Extend the sermon excerpt on Christian duty below, starting right after its last sentence.

▸ **Excerpted passage**:
[Start of Attachment]

Well there are some foundations, anyway, for tonight. Christian duty begins with a pure love, a hating of evil and a sticking to what is good. Very simple, isn't it? I mean those are the irreducible minimums of the Christian experience, and I know, in many of your lives, maybe in most of your lives, if you did a little spiritual inventory right now you would say, "Yes, I love the brethren.” Do you realize that a person, who comes to Grace Church and doesn't know Jesus Christ, doesn't feel that affinity, that love, that spirit of sacrifice towards God's people. Rather, there's probably a sort of a – not only an indifference but a little bit of resentment between that person and this fellowship.
So if you, in your heart, sense a love, if you sense a joy when you're with God's people, if you want to reach out to those who are in need, that's the indication that you're moving along the path of Christian duty here. And if, as you look at your life, you can identify with the struggle of the apostle Paul and say, "Yes, I want to cling to what is good, even though I don't always do it. Yes, I hate what is evil, even though sometimes I do it,” if the deepest desires of your heart are to love God's people, to do what's good, to shun what's evil, you're moving on the right path. And all you need to do is keep on that path out of gratitude for what the Lord has done for you. Isn't that what Paul is saying?
On the basis of the mercies of God, chapter 12 verse 1, present your body, a living sacrifice and get on with it. And what does that mean? That means start loving to the fullest of your capacity by the power of the Spirit, start hating what is evil in a constant way as a pattern of life and cling tightly to what is good and don't ever let yourself get spotted with that which is evil. Live your whole life with a sense of fear lest you get too close to that because it stains so profoundly and so disastrously.

[End of Attachment]

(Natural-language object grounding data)
[Start of Attachment]

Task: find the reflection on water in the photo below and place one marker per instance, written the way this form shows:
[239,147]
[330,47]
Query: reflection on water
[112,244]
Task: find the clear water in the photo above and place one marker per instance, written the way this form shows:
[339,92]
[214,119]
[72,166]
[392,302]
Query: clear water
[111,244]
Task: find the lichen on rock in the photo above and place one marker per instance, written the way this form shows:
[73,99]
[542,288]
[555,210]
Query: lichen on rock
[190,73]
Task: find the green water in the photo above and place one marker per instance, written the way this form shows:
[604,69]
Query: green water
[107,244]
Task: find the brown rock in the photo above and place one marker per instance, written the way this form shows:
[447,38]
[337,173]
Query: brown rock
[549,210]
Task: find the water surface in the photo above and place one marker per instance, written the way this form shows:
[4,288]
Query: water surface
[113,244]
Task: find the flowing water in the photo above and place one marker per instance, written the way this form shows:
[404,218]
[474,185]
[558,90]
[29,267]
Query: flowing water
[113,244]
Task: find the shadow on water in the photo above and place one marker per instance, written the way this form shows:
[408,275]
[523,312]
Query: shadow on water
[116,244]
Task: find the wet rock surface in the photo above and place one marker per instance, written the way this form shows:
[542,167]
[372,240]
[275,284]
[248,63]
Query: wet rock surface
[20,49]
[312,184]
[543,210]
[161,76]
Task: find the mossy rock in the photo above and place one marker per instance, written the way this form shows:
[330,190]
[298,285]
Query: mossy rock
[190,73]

[End of Attachment]

▸ **Response below**:
Well, that's a good beginning, and we'll take a larger chunk next Lord's day. Let's bow in prayer.
We thank You, Father, tonight, for just reminding us of some of these very basic things. I need to be reminded. We all do. That's obvious because of how many times we have failed. We haven't been loving as we ought. We haven't hated the evil. We have indulged ourselves in it to one degree or another. We haven't held tightly to what is good. We have allowed ourselves to let go of the good in favor of the evil.
Father, we thank You for Your forgiveness. Lord, we want to live the life that pleases You. We want to do the things that give You glory. We want to honor Your blessed name, and so, Father, we pray that we might learn how to love, not in human strength, but to love with the love that is shed abroad in our hearts, Your love, that we might learn what it is to hate evil, to hate even the garment that is spotted by the flesh, to avoid anything that even touches that.
And, Father, may we further learn how to cleave tightly to what is good, give us a great love for good things, righteous things, right things that Christ may be exalted in us.
With your head bowed for just a moment, would you just, as we've begun to look at these practical things, just kind of covenant in your heart to the Lord that you want to take these three very personal elements of Christian behavior and you want the Lord to produce them in all their fullness in your life. Just commit yourself to the Lord in that regard.